• What to work on: Can you put the material below into a Markdown table with the columns "No." and "Line", numbering each row and leaving out the blank lines?

[Outlined areas with labels]
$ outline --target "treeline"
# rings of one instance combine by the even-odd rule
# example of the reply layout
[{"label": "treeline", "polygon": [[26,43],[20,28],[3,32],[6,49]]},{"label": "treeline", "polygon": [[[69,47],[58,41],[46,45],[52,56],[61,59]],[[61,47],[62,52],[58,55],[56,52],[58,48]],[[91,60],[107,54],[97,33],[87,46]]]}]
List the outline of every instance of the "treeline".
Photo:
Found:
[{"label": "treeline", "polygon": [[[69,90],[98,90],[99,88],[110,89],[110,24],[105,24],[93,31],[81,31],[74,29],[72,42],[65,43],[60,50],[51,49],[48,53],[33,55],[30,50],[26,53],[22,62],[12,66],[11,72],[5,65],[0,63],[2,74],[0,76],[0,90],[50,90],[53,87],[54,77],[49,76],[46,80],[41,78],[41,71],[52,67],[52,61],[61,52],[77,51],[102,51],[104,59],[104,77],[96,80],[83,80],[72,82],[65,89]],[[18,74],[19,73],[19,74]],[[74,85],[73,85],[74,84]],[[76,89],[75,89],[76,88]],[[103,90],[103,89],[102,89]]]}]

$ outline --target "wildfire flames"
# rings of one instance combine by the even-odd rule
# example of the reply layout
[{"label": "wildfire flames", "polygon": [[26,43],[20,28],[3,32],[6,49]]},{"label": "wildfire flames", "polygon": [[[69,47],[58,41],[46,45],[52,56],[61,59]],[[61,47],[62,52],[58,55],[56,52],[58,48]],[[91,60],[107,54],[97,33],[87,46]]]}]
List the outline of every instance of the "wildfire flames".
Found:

• Response to this task:
| No. | Line |
|---|---|
| 1 | $ outline --target "treeline" |
| 2 | # rings of one instance combine by the even-odd rule |
| 3 | # example of the reply layout |
| 4 | [{"label": "treeline", "polygon": [[26,43],[20,28],[3,32],[6,49]]},{"label": "treeline", "polygon": [[[69,47],[58,41],[46,45],[52,56],[61,59]],[[61,47],[62,52],[58,55],[56,52],[58,48]],[[91,60],[107,54],[97,33],[87,46]]]}] |
| 5 | List the outline of every instance of the "treeline". |
| 6 | Photo: |
| 7 | Found: |
| 8 | [{"label": "treeline", "polygon": [[[69,90],[98,90],[99,88],[110,89],[110,24],[105,24],[93,31],[81,31],[74,29],[72,42],[65,43],[60,50],[51,49],[48,53],[33,55],[30,50],[26,53],[22,62],[12,66],[11,72],[5,65],[0,63],[2,74],[0,76],[0,90],[50,90],[53,87],[54,77],[49,76],[46,80],[41,78],[41,71],[52,67],[52,61],[61,52],[77,51],[102,51],[104,59],[104,77],[96,80],[83,80],[72,82],[65,89]],[[18,74],[19,73],[19,74]],[[74,85],[73,85],[74,84]],[[76,89],[75,89],[76,88]],[[103,90],[103,89],[102,89]]]}] |
| 9 | $ outline --target "wildfire flames" |
| 10 | # rings of one instance combine by the even-odd rule |
| 11 | # example of the reply layout |
| 12 | [{"label": "wildfire flames", "polygon": [[26,43],[20,28],[3,32],[6,49]]},{"label": "wildfire flames", "polygon": [[[69,47],[58,41],[46,45],[52,56],[61,59]],[[61,47],[62,52],[58,55],[56,52],[58,48]],[[91,60],[107,54],[97,33],[87,46]]]}] |
| 13 | List the outline of every instance of the "wildfire flames". |
| 14 | Found: |